Passage shown
Lymphocyte subpopulations of regional lymph nodes in human colon and gastric adenocarcinomas

Research paper by Beatriz Lores-Vazquez, Margarita Pacheco-Carracedo, Josefina Oliver-Morales, Purificación Parada-Gonzalez, F. Gambón-Deza

Indexed on: 01 Sep '96Published on: 01 Sep '96Published in: Cancer Immunology, Immunotherapy


 In order to study the host immune response to tumours, previous knowledge of the cellular composition of regional draining lymph nodes is necessary. Enlarged regional lymph nodes are a common finding in colon and gastric adenocarcinomas. We have studied the cellular composition of normal non-reactive and of regional draining lymph nodes of colon and gastric adenocarcinomas. In normal non-reactive lymph nodes, T lymphocytes (CD2+, CD7+) constituted the largest fraction of the lymphoreticular cells. These lymphocytes were mainly CD4+, and there were more cells expressing the CD45RA isoform of the CD45 antigen than CD45RO. Reactive lymph nodes presented a decreased proportion of CD4+ CD45RA+ cells and an increased number of B cells. Although most of the T cells in the reactive nodes were CD4+ CD45RO+, their proportion was similar to that found in normal non-reactive nodes. We studied the presence of the molecules CD28 and CD80 involved in the processes of interaction and activation of T and B lymphocytes. The CD28 molecule was found in all the T lymphocytes, while the CD80 molecule was weakly expressed on the B lymphocyte membrane.

Record excerpts
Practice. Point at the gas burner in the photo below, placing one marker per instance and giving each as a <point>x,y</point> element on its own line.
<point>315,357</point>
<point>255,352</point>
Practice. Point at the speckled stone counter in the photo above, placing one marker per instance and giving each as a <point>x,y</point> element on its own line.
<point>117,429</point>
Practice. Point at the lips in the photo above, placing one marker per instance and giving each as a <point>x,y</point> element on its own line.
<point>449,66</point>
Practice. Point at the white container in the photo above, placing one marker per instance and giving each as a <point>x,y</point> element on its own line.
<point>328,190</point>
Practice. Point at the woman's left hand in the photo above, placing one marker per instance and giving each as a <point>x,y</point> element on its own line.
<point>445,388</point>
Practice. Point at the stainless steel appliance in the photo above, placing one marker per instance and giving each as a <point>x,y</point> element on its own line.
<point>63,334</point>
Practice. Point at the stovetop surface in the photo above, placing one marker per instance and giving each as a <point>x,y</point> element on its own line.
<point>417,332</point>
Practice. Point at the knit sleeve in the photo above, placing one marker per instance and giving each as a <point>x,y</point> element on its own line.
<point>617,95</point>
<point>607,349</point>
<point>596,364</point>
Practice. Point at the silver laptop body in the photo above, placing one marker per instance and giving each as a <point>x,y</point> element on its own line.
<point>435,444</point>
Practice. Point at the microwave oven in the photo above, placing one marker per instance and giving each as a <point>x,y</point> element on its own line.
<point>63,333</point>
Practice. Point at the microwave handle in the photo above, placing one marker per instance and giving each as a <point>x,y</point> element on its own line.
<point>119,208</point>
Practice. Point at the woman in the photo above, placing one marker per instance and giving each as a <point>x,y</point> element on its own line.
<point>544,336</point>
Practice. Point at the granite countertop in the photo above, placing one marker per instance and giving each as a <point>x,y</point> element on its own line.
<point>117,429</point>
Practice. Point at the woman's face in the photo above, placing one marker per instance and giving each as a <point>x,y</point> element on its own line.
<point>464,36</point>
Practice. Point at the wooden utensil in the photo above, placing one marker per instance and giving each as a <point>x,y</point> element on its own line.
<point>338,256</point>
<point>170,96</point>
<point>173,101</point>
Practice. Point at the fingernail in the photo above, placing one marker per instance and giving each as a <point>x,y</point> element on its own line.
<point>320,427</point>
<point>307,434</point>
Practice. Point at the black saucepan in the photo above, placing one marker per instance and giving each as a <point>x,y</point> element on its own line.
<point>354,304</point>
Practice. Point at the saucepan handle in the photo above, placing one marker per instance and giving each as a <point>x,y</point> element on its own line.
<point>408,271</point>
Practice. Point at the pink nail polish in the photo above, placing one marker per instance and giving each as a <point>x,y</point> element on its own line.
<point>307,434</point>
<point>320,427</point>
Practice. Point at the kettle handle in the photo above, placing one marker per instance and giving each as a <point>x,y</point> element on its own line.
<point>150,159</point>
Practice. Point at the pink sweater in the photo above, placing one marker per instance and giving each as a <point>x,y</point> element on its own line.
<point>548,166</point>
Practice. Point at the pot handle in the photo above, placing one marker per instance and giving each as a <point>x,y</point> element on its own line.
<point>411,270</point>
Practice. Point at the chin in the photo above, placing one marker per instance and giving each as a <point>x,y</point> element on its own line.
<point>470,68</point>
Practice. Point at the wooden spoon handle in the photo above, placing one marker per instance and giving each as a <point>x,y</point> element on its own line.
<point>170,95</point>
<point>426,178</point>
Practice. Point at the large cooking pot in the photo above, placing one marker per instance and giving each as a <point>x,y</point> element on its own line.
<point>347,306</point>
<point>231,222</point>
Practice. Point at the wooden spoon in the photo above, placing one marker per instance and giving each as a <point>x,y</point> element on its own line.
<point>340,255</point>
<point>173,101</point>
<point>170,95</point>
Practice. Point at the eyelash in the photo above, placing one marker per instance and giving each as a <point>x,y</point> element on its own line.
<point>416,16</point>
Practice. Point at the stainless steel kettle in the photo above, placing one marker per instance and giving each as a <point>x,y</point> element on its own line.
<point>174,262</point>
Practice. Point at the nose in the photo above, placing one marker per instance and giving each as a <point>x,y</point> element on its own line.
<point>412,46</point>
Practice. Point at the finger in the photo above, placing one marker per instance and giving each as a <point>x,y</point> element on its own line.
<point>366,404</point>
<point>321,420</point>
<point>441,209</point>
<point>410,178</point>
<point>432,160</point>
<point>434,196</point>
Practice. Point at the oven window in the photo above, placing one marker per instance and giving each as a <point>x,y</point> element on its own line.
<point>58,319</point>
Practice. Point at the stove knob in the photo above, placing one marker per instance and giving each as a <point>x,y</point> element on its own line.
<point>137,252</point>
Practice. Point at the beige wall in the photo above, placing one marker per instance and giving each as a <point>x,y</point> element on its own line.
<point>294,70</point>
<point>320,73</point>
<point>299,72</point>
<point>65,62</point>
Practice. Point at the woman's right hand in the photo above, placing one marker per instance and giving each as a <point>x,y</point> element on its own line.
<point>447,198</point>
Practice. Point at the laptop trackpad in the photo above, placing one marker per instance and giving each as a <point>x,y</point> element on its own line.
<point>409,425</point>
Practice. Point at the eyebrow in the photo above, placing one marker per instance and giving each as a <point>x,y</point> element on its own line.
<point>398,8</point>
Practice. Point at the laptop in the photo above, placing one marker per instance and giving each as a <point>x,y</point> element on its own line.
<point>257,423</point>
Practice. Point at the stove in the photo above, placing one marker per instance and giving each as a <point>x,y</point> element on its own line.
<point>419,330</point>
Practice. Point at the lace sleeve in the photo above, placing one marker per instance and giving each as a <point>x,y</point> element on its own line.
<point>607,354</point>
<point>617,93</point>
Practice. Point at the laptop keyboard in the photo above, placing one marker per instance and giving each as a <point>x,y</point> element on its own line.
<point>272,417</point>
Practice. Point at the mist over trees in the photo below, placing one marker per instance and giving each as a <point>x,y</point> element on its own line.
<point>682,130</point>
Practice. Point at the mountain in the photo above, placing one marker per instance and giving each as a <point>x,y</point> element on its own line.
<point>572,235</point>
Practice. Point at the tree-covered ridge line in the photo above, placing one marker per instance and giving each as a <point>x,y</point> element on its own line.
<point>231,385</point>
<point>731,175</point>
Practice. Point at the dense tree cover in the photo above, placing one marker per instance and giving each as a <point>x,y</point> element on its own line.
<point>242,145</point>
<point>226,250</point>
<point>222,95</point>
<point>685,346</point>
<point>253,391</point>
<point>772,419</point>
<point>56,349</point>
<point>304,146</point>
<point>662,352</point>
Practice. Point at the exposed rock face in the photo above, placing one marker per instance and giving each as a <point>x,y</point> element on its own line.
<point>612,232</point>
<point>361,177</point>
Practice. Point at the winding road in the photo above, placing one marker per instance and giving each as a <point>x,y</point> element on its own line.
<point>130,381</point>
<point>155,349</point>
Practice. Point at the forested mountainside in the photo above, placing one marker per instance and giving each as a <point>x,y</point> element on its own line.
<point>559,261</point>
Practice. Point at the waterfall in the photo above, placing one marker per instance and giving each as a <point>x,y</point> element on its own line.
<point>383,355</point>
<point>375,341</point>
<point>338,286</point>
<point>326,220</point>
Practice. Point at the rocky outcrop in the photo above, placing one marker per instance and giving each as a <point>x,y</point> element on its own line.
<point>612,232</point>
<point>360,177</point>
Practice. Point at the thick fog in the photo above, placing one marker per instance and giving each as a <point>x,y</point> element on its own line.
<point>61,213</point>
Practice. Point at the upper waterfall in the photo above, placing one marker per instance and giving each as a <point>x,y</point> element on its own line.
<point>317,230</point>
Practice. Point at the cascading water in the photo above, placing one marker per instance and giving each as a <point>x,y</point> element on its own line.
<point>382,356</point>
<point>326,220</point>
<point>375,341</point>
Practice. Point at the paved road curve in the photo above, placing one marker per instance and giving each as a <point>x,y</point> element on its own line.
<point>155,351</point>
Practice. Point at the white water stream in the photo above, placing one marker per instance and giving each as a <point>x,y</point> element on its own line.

Task instructions
According to the lymph node abstract, which cells made up the largest fraction of the lymphoreticular cells in normal non-reactive lymph nodes? The items are separate material with no connection to the abstract.

Response
T lymphocytes (CD2+, CD7+).